- [DOCUMENT EXTRACT]
— Start —

Core deposits, which are comprised of non-interest bearing and interest bearing deposits, savings accounts, certificates of deposit under $100,000, and IRAs, were $14.7 billion versus $19.8 billion at the end of 2001. Excluding the impact of the sale of the Florida deposits, core deposits increased at an annual rate of 6% during the quarter. This increase is the result of continued emphasis on attracting more retail deposits through Huntington's sales management process and marks the third consecutive quarter of deposit growth. This broad-based growth helped to fund the sale of the Florida operations, as a lower level of wholesale funding was required to balance the transaction.

RESULTS OF OPERATIONS

NET INTEREST INCOME

Net interest income was $242.8 million for the three months ended March 31, 2002, down from $255.2 million for the fourth quarter of 2001 and nearly flat compared to $243.1 million in the same period a year earlier. Excluding the contribution from the Florida operations, net interest income was $233.1 million, versus $236.6 million and $218.5 million for the same respective periods. The net interest margin increased 21 basis points from a year ago to 4.14% for the first quarter of 2002, and was up 3 basis points from the fourth quarter of 2001. The net interest margin, excluding Florida, increased 23 basis points from 3.98% a year ago to 4.21% for the first quarter of 2002, but was down 6 basis points from the fourth quarter of 2001. This margin compression during the recent quarter was driven primarily by the reduction in benefit derived from the lag in repricing related to Huntington's $2 billion variable rate home equity lines of credit. The margin expansion over the recent five quarters is the result of a richer asset mix, primarily through the sale of lower-margin earning assets. Huntington's net interest margin analysis and average balance sheets for the recent five quarters can be found on pages 29 and 30 of this report.

Huntington regularly enters into various types of derivative financial instruments, primarily interest rate swaps, to manage its exposure to changes in interest rates. The cash flows generated by derivative instruments used to manage risk associated with earning assets and interest bearing liabilities are recorded along with the interest from the hedged item and consequently impact the yields on those assets and liabilities. The impact of these derivatives increased the net interest margin by 12 basis points for the first quarter of 2002 and lowered it by 4 basis points for the same period in 2001. Huntington's interest rate risk position as well as the implementation of a new accounting standard regarding derivatives is discussed further in the "Interest Rate Risk Management" section of this report.

— End —

- [SUPPLIED INFORMATION]
— Start —

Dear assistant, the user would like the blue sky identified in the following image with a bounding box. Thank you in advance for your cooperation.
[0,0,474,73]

— End —
— Start —

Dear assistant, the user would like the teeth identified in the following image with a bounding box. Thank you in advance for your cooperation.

— End —

- [EXERCISE]
Extend the discussion of Huntington's first-quarter 2002 results, beginning right after its final sentence.

- [EXERCISE RESPONSE]
PROVISION AND ALLOWANCE FOR LOAN LOSSES

The provision for loan losses is the expense necessary to maintain the allowance for loan losses (ALL) at a level adequate to absorb management's estimate of inherent losses in the loan portfolio. The provision expense increased to $55.8 million for the quarter ended March 31, 2002, from $33.5 million in the year-ago quarter. This increase in expense represents increases in net charge-offs, which were 111 basis points for the current quarter, up from 55 basis points last year. Excluding the losses on the sub-prime automobile and truck and equipment lending businesses that Huntington exited last year for which reserves were established in the second quarter of 2001, net charge offs were 104 basis points for the current quarter compared to 55 basis points last year. Excluding losses related to the exited businesses and Florida, net charge offs were 100 basis points for the recent period compared to 57 basis points for the period last year. On this same basis, commercial net charge offs rose to 131 basis points for the first quarter 2002 compared with 41 basis points for the same period a year ago and consumer net charge offs were 110 basis points and 78 basis points for the same periods.

The ALL was $386.1 million at March 31, 2002, up from $301.8 million the end of the first quarter 2001. This represents 2.00% of total 2002 first quarter-end loans compared with 1.45% of total loans at the end of the same quarter last year. The ALL was $410.6 million at the end of 2001 and was reduced by $22.3 million related to $2.8 billion of loans sold in conjunction with the sale of Florida during the first quarter of 2002. Non-performing loans were covered by the ALL 1.8 times compared with 1.9 times at the end of 2001 and 2.7 times at the end of the first quarter last year. Additional information regarding the ALL and asset quality appears in the "Credit Risk" section.

Huntington allocates the ALL to each loan category based on an expected loss ratio determined by continuous assessment of credit quality based on portfolio risk characteristics and other relevant factors such as historical performance, internal controls, and impacts from mergers and acquisitions. For the commercial and industrial and commercial real estate credits, expected loss factors are assigned by credit grade at the individual loan level. The aggregation of these factors represents management's estimate of the inherent loss. The portion of the allowance allocated to the more homogeneous consumer loan segments is determined by developing expected loss ratios based on the risk characteristics of the various segments and giving consideration to existing economic conditions and trends.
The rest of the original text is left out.